Niilismo passivo- Caracteriza-se pela falta de vontade e potência, pela resignação diante da falta de sentido da vida. Nem Deus, nem humano. Tudo cai, nada vale a pena pós-modernidade – ficamos angustiados com a ideia de que no mundo não existe um sentido.
Niilismo ativo- seria o niilismo de Nietzsche – reencontro do ser humano com a alegria de viver, sobretudo através da arte.
“Tenho que virar um cão
Tenho que lamber o chão
Dos palácios, dos castelos
Suntuosos do meu sonho
Tenho que me ver tristonho
Tenho que me achar medonho
E apesar de um mal tamanho
Alegrar meu coração”
Ao exigir que o sujeito se torne “um cão”, lambendo o chão dos próprios sonhos, alegrando-se mesmo na ruína, Gil expõe uma autonegação, o que pressupõe o ápice do niilismo passivo — a rendição ao “nada” como consolo. Nietzsche, porém, defende um niilismo ativo: destruir os ídolos para que o homem, agora “além do bem e do mal”, possa se reconstruir como Übermensch (Super-Homem). Enquanto Gil se submete, Nietzsche incita a criar. Ambas as reflexões propostas, porém, partem do mesmo abismo — um para falar com Deus, outro para calá-lo definitivamente e, assim, ouvir finalmente a voz do homem.
Aproximar-se de Deus requer resiliência para com as dores e aniquilação do ser, pois o sofrimento nos eleva espiritualmente e nos conduz à frugalidade (humildade) existencial.
O sofrimento nos conduz à humildade. Para alguém que se aproxima de Deus, faz-se necessário reduzir-se ao nada. E ainda assim, sentir-se satisfeito
“Se eu quiser falar com Deus
Tenho que me aventurar
Tenho que subir aos céus
Sem cordas pra segurar”
Nesse radar, não há espaço para paúra (medo intenso) e insegurança; por isso, devemos nos lançar em seus braços, confiando que ele irá nos sustentar.”
Trata-se de uma jornada de via única, apenas com ida, portanto, devemos nos despedir de tudo e, ao final, encontrá-lo, tomando consciência da fragilidade das convicções humanas diante de um Deus ilimitado.

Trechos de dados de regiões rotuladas

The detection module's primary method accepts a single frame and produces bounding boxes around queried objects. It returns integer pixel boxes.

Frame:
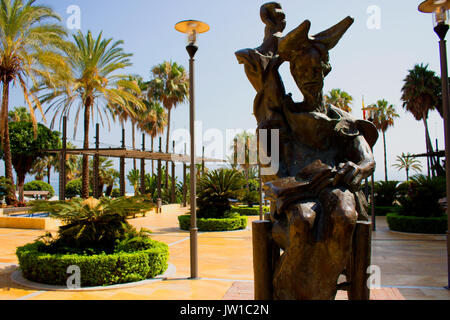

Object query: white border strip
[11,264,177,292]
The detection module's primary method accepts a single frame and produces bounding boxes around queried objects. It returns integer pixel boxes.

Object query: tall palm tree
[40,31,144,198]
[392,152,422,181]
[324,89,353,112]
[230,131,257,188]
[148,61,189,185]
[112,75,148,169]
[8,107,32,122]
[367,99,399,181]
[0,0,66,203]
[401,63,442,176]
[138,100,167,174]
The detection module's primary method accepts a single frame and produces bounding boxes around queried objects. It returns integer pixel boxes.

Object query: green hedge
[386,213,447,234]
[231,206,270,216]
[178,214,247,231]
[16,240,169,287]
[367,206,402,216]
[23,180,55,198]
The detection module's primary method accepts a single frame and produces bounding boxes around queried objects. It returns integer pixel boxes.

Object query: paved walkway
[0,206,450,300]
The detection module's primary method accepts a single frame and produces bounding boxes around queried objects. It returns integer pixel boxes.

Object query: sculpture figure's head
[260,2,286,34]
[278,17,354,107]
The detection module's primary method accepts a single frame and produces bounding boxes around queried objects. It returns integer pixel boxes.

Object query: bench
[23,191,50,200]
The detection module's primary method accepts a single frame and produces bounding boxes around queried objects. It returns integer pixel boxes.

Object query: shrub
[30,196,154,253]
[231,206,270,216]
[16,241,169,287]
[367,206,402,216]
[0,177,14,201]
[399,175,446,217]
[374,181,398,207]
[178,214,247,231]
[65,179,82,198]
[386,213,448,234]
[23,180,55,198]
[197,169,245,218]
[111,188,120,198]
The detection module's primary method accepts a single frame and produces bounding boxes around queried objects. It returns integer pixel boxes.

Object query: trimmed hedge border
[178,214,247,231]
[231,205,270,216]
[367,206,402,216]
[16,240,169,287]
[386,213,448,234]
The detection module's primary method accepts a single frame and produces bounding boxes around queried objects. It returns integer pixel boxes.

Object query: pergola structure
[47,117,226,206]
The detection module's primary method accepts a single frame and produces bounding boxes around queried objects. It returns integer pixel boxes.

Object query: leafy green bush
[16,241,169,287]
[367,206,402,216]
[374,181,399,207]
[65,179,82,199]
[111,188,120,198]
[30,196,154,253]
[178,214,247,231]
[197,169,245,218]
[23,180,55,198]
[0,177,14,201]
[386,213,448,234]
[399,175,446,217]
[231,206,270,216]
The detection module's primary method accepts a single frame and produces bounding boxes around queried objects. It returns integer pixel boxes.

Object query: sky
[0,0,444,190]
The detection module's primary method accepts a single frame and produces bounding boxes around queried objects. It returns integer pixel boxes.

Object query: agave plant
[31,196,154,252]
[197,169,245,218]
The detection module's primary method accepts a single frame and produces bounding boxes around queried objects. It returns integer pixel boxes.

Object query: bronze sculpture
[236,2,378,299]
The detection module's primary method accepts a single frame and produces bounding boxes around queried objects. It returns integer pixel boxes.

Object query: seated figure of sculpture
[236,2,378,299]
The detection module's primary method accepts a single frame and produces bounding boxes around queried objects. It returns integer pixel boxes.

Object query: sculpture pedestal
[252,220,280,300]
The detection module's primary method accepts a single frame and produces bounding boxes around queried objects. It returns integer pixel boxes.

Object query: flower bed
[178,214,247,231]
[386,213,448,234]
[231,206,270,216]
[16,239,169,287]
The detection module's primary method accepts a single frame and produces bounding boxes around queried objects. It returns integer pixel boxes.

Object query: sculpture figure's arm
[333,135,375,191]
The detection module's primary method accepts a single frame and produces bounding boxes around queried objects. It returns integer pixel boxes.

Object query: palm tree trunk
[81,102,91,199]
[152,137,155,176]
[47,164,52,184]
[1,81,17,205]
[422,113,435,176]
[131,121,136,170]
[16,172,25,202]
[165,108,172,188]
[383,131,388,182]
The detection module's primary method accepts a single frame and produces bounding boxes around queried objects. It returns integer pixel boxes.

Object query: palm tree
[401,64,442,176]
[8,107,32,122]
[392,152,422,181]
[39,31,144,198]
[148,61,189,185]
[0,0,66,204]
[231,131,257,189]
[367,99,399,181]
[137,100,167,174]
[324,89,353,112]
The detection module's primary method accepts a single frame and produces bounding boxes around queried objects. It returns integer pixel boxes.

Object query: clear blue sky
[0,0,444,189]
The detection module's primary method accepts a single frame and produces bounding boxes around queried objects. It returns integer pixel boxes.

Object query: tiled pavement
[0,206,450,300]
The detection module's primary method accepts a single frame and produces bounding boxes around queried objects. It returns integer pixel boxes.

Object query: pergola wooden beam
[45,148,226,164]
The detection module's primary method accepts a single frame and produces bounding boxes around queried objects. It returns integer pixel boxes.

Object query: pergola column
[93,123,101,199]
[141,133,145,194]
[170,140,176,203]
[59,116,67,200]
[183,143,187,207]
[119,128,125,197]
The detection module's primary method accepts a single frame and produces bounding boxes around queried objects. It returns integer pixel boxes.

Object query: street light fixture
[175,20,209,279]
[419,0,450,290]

- Objetivo da tarefa
No texto sobre niilismo, o niilismo ativo promove o reencontro do ser humano com a alegria de viver sobretudo por meio de quê?

- Resolução do exercício
Sobretudo por meio da arte.